-- Set exercise --
From the records below, keep only the lines that contain the string "distant", and copy each one out. The match is case-sensitive.

Coordinate labeling records:

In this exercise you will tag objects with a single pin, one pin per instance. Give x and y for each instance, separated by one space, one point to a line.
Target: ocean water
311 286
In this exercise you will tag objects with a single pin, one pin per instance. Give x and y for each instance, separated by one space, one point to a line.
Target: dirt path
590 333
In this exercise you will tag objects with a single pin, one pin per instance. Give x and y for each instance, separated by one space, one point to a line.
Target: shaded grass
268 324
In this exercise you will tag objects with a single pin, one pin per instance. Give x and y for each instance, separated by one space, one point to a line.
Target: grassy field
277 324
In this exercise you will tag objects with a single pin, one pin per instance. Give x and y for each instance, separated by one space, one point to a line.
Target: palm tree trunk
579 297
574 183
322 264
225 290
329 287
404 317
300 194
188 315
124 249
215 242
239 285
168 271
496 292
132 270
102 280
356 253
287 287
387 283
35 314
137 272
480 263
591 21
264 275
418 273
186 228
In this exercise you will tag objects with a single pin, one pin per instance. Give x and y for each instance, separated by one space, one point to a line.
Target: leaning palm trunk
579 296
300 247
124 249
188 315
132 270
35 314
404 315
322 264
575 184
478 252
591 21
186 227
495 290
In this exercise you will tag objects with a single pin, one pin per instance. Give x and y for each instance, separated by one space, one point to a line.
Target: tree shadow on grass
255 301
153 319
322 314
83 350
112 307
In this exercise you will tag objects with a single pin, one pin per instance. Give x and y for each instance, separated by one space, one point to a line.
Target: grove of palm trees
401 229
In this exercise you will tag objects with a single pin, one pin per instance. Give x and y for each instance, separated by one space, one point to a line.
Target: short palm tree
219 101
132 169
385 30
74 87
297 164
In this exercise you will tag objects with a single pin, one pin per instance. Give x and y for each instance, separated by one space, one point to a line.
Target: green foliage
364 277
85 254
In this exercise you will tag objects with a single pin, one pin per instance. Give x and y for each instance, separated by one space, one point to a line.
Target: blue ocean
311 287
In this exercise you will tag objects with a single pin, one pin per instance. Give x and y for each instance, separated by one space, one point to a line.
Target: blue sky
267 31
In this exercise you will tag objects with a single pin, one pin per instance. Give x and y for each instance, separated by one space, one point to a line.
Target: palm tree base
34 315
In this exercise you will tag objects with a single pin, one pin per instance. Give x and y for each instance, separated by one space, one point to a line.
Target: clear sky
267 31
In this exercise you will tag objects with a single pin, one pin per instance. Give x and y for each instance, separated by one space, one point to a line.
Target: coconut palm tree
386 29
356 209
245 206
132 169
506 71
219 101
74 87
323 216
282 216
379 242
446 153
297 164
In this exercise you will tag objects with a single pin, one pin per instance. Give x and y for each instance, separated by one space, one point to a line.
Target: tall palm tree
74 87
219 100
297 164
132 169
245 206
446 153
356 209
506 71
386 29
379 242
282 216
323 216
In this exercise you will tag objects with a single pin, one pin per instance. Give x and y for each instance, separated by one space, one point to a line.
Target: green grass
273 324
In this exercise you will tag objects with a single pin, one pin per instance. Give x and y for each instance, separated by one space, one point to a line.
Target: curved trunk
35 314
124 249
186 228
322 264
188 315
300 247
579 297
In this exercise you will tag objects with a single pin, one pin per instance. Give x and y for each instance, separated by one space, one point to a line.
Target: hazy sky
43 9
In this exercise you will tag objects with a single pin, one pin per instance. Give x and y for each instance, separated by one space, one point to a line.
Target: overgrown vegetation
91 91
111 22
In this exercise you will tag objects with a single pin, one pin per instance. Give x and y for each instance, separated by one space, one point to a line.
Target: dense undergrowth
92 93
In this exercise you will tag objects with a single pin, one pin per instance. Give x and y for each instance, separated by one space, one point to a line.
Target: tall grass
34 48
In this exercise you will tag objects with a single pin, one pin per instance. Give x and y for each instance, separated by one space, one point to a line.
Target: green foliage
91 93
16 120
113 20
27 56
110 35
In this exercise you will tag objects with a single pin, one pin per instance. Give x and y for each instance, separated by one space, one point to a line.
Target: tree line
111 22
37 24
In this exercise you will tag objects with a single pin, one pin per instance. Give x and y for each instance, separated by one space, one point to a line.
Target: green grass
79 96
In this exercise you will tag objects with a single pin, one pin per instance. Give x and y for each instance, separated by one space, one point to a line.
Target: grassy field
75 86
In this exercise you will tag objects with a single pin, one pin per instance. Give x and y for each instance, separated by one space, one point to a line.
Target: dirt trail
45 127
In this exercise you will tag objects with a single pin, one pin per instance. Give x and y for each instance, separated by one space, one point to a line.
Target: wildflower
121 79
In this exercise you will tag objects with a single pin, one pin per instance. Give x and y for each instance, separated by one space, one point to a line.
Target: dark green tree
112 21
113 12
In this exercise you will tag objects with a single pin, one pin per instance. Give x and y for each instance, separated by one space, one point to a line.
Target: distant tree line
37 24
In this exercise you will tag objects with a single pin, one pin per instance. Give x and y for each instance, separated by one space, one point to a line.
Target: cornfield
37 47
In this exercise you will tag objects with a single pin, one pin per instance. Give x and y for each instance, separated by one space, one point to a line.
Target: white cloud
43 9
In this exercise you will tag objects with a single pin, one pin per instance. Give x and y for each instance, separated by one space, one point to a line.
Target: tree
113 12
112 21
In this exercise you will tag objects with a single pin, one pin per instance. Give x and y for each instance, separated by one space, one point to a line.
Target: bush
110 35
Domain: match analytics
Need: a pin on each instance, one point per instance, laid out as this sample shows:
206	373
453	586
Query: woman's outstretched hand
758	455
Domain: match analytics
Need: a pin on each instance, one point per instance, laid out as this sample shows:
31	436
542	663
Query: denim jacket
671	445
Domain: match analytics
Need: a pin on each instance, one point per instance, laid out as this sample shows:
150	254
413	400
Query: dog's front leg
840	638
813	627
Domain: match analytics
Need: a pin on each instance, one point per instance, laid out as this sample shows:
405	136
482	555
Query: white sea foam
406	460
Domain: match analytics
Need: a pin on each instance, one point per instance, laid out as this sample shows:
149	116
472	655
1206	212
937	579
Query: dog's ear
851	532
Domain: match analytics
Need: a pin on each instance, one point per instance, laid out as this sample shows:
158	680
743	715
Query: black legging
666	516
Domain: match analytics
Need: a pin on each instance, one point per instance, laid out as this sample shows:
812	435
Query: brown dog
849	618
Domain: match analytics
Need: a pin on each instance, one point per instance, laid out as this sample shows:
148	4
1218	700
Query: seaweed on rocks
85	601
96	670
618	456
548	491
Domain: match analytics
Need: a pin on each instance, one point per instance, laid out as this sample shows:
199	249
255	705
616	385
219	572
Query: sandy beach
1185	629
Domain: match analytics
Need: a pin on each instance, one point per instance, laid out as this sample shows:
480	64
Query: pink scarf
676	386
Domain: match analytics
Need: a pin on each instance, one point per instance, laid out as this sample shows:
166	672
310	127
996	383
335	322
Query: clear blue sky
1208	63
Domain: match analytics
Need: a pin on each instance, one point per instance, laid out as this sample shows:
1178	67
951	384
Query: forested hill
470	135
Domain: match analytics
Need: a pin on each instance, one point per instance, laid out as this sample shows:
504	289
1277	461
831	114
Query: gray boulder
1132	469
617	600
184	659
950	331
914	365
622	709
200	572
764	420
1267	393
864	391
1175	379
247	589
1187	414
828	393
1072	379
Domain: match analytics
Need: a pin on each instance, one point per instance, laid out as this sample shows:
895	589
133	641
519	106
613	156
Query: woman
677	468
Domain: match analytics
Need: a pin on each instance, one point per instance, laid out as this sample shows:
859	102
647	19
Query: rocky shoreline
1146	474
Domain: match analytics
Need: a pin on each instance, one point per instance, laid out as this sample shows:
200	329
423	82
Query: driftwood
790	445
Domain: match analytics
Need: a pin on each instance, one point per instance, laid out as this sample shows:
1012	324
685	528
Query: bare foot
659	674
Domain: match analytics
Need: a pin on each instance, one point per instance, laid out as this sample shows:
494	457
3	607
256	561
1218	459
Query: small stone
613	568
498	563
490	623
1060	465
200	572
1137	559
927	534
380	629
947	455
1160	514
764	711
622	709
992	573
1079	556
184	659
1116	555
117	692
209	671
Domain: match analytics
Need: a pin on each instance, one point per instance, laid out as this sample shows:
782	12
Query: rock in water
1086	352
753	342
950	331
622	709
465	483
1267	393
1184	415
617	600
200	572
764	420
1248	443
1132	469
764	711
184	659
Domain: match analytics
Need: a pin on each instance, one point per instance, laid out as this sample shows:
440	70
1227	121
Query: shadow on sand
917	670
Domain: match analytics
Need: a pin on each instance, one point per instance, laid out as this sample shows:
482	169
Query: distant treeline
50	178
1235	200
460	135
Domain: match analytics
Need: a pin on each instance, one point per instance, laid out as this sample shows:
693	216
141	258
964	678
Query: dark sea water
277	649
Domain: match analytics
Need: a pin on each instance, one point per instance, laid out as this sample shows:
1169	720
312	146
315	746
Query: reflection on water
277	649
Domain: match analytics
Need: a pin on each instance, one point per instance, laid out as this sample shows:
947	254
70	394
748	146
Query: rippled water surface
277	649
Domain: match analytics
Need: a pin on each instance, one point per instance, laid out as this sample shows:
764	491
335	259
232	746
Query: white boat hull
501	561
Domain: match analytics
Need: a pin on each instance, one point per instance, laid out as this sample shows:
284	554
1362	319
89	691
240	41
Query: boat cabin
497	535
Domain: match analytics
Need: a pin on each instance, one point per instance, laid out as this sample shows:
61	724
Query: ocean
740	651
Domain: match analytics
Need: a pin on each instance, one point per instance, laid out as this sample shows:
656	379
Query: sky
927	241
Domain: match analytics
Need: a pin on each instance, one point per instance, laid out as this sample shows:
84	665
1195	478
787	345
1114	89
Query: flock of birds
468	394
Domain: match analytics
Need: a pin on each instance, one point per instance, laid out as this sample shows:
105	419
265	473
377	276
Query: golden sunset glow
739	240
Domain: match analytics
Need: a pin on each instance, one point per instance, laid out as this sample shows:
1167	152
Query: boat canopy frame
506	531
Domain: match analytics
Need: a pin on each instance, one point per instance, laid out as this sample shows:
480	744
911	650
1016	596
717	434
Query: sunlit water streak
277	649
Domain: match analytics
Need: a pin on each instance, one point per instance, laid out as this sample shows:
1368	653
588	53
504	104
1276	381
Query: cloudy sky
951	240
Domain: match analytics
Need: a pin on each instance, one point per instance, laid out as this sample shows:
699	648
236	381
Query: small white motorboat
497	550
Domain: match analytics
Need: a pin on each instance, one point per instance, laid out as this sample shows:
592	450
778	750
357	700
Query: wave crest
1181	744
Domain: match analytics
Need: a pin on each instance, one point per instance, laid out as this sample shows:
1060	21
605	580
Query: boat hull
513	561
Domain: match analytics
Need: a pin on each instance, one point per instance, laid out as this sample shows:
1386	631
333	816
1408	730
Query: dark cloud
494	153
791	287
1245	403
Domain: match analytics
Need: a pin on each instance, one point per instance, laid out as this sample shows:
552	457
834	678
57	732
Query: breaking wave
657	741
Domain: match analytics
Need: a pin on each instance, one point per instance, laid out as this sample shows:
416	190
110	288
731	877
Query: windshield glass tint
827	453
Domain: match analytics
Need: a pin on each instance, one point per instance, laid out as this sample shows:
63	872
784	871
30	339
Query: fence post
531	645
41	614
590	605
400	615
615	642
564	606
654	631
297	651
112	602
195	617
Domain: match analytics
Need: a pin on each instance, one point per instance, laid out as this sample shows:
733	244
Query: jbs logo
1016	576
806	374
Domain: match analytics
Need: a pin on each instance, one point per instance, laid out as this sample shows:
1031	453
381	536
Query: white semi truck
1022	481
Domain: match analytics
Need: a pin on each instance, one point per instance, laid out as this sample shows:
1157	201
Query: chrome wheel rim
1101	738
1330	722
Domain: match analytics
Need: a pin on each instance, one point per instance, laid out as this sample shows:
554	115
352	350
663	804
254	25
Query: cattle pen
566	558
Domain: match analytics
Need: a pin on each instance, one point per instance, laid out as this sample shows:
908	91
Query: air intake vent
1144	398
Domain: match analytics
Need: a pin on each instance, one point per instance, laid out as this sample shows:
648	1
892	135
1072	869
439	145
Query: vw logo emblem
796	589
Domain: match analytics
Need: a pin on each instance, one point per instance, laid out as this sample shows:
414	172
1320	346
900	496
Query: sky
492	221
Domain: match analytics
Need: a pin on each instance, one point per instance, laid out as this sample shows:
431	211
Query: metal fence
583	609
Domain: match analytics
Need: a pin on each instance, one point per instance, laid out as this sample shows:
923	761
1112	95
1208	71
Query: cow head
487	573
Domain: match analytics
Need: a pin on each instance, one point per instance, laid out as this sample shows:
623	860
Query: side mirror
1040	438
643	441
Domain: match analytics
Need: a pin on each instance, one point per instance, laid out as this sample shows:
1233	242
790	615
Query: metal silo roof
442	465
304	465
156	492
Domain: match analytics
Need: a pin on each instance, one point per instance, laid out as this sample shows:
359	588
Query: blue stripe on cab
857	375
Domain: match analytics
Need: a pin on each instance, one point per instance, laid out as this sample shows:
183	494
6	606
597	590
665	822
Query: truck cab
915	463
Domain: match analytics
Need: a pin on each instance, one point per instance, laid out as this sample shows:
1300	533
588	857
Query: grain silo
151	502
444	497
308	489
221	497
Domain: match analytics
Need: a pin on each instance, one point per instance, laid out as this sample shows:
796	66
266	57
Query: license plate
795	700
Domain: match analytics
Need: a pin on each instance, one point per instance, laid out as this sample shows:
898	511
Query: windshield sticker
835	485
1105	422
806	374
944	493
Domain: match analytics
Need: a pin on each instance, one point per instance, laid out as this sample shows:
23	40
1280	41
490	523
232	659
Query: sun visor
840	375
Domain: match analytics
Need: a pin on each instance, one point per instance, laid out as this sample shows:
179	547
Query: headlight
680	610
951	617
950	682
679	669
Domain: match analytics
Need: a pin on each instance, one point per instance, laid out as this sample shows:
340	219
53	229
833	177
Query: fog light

-- Problem solution --
Target: distant tree line
Query: distant treeline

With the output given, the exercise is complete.